§ WORK TO COMPLETE:
Give back the lines from the one containing "Referring to the screen above, point out where the distant" through the one containing "[169,271,212,340]", both included, with "point out" replaced by "indicate" and everything else unchanged. Return only those lines.

──────── DATA SUPPLIED

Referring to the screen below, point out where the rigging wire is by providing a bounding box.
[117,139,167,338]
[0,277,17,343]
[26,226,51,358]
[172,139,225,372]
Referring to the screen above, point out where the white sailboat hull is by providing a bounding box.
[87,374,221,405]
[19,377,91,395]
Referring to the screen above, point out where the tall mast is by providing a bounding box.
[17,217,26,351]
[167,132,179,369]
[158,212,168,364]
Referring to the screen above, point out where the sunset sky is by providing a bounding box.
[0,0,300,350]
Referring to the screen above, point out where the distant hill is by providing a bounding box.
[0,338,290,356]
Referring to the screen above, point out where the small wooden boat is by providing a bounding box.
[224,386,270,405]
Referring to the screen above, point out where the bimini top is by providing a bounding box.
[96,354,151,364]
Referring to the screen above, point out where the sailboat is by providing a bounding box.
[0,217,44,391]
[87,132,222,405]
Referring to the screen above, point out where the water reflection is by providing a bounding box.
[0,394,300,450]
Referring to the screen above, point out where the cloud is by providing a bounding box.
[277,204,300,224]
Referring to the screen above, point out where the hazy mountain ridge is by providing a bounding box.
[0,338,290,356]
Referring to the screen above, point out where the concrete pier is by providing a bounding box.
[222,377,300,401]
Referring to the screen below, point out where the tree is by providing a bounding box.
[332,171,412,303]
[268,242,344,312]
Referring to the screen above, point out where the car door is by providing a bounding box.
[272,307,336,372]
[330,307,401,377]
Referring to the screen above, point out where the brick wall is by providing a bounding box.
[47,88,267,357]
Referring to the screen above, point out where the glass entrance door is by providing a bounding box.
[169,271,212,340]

────────────────
──────── DATA SUPPLIED

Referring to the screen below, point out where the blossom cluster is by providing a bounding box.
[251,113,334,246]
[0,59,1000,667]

────────────────

§ ANSWER FOR THIS EXERCISE:
Referring to the screen above, indicate where the distant hill is by providing a bounding box.
[0,338,290,356]
Referring to the screen above, indicate where the small wooden boat is by providing a bounding box.
[224,386,270,405]
Referring to the screen above, indicate where the bimini top is by providing a bounding box.
[96,354,151,364]
Referring to the screen above, indicate where the sailboat is by providing a bounding box.
[0,217,44,391]
[87,132,222,405]
Referring to the screen above, indicate where the water reflection is by providing a bounding box.
[0,394,300,450]
Referring to the screen above, indicate where the cloud is by providing a bounding box.
[277,204,300,224]
Referring to the screen above, indicate where the hazy mountain ridge is by providing a bounding box.
[0,338,290,356]
Referring to the screen above, indicate where the concrete pier is by providing a bounding box.
[222,377,300,401]
Referring to the screen below, indicate where the tree is by providing a bounding box.
[332,171,412,303]
[268,242,344,312]
Referring to the screen above, indicate where the car door is by providing a bounding box.
[272,307,336,372]
[330,307,401,377]
Referring to the screen above, indicate where the brick wall is by providing a bounding box.
[47,88,267,357]
Referring to the screen above, indicate where the glass entrance door is by providing a bounding box.
[169,271,212,340]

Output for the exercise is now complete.